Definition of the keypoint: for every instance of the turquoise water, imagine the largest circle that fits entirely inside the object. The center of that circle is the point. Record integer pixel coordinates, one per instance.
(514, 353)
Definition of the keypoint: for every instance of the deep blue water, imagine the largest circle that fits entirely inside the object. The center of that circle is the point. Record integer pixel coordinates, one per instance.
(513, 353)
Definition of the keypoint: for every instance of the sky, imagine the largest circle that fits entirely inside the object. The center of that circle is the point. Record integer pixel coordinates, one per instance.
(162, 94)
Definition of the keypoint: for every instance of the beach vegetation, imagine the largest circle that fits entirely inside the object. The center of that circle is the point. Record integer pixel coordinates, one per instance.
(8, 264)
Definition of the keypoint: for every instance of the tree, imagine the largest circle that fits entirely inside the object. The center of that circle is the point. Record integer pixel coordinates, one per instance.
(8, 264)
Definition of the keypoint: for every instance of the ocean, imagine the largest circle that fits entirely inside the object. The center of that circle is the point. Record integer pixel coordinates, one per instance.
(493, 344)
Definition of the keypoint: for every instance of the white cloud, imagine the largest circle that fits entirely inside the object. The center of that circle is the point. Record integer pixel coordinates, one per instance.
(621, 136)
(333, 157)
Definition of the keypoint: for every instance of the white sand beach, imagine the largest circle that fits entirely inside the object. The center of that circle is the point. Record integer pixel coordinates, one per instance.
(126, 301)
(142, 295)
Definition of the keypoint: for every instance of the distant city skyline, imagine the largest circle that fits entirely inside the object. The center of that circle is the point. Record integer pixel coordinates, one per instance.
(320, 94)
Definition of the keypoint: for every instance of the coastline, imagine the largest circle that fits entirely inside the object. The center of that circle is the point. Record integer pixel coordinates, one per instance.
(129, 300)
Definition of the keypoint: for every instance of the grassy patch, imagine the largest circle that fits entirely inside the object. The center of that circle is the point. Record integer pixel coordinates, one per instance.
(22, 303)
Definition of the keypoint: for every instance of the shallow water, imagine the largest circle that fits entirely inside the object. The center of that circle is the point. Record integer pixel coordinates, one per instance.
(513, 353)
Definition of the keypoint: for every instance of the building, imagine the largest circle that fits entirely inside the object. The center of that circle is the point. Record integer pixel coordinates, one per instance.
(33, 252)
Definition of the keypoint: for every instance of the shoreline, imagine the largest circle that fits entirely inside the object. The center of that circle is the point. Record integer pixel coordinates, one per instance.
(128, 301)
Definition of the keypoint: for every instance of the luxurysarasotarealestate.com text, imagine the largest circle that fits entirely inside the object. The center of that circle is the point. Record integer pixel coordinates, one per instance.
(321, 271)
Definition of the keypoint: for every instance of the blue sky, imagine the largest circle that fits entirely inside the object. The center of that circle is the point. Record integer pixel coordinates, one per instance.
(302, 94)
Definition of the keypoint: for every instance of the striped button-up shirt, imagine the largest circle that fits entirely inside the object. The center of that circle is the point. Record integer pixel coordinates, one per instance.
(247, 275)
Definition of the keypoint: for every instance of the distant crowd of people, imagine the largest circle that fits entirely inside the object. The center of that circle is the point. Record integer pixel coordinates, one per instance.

WHAT YOU HAVE TO DO: Copy every line of the records word for word.

RESPONSE AREA:
Definition of the keypoint: for every instance of the turquoise water, imagine the largest circle that fits entirely inside the object. The center of that circle is the point. Record integer pixel coordinates, one per instance.
(514, 353)
Definition of the keypoint: for every instance of the deep blue water, imagine the largest circle that fits entirely inside the object. The center of that circle is the point. Record integer pixel coordinates, one per instance.
(513, 353)
Definition of the keypoint: for every instance of the sky, imagine the largest circle that fits entirely inside the object. The center of that circle is the point. Record integer pixel coordinates, one per instance.
(162, 94)
Definition of the keypoint: for every instance of the beach vegetation, imagine the largest circle that fits entirely inside the object. The center of that circle is the point. Record integer pixel coordinates, one per instance.
(8, 264)
Definition of the keypoint: for every instance of the tree, imagine the largest circle that fits entirely inside the object. The center of that circle is the point. Record integer pixel coordinates, one per instance.
(8, 264)
Definition of the keypoint: for every instance of the ocean, imagine the largest circle that fits entirely inside the object. The center of that circle is the point. Record integer pixel coordinates, one per instance.
(493, 344)
Definition of the keypoint: for every instance of the white cloud, imagine the largest circle that fits entirely inside the object. The center of that circle is the point. Record integer pixel coordinates, one per instance.
(621, 136)
(333, 157)
Definition of the keypoint: for every instance of the white sand beach, imagine the largest circle that fits entirely inside the object. The center of that circle is the point. Record integer pixel coordinates, one per instance.
(126, 301)
(142, 295)
Definition of the keypoint: for every instance of the distant city skyline, imagine the largest circle that fits entirely inside the object. The center of that circle is the point. Record integer pixel coordinates, one per instance.
(320, 94)
Definition of the keypoint: for every instance of the coastline, imagine the largest circle that fits entirely inside the object. The center of that circle is the point. Record integer pixel coordinates, one per instance.
(129, 300)
Definition of the keypoint: for every instance of the grassy patch, imagine the largest circle that fits entirely inside the object. The center of that circle is the point. Record integer pixel coordinates, one per instance.
(22, 303)
Definition of the keypoint: for every instance of the shallow water, imagine the largest circle that fits entirely inside the object. The center of that circle is the point. Record integer pixel coordinates, one per instance.
(513, 353)
Definition of the keypoint: for every instance of the building, imagine the largest circle that fits entirely inside the object. The center of that circle is the point. Record integer pixel coordinates, one per instance.
(33, 252)
Definition of the keypoint: for every instance of the shoreline, imagine the largest circle that fits entirely inside the object. The center of that circle is the point. Record integer pixel coordinates, one per instance.
(128, 301)
Definition of the keypoint: for every instance of the luxurysarasotarealestate.com text, imagine the largest circle that fits entirely inside the object. The center of that circle is the point. Record integer pixel coordinates, one per instance.
(321, 271)
Definition of the keypoint: for every instance of the blue sky, imagine the largest circle that fits entirely inside the object. The center of that circle is the point. Record integer pixel coordinates, one per instance.
(302, 94)
Definition of the keypoint: for every instance of the striped button-up shirt, imagine the largest circle that fits entirely inside the object. The center of that circle is the point. Record integer pixel coordinates, one per instance.
(247, 275)
Definition of the keypoint: for every instance of the distant crowd of people, imagine the largest circle that fits entirely inside the object. The center of that circle is the point. Record integer pixel coordinates, one per instance.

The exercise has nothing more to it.